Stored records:
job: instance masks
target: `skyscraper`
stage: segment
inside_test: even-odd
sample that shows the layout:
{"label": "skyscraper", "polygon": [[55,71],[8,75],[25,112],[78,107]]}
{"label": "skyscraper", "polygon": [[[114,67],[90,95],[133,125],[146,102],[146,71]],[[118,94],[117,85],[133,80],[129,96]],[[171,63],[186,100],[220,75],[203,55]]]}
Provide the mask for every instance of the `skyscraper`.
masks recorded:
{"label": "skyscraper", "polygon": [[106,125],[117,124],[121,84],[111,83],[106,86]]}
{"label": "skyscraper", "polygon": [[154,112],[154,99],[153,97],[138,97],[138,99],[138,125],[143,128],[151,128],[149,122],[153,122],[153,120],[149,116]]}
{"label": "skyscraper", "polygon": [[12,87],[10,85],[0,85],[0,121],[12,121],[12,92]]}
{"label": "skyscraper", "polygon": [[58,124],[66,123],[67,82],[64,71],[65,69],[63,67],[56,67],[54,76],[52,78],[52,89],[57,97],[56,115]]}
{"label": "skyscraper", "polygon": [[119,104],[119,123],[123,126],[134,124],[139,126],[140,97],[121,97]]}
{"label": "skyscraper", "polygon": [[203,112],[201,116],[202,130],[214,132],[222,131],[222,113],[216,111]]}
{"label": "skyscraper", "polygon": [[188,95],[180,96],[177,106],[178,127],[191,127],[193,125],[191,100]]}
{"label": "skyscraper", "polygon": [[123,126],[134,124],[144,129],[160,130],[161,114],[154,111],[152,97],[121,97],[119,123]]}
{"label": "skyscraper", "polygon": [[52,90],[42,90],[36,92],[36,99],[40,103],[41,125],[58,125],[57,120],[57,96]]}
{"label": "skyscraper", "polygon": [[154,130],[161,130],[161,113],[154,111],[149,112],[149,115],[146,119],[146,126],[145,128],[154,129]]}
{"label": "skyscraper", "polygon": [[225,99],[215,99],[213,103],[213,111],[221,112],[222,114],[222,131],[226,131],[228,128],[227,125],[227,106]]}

* * *

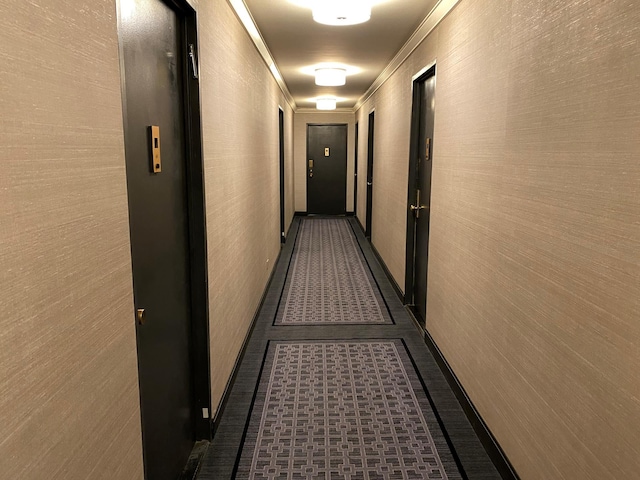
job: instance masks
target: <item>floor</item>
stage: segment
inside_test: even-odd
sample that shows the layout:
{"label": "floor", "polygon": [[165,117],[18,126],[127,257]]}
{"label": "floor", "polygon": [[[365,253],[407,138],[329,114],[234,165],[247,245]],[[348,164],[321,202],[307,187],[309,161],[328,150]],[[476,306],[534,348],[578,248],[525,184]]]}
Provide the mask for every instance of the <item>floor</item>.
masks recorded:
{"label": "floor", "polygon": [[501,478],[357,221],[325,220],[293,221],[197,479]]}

Activity:
The lines above that include "target" should each be listed.

Output for this exercise:
target: `skyscraper`
target: <item>floor</item>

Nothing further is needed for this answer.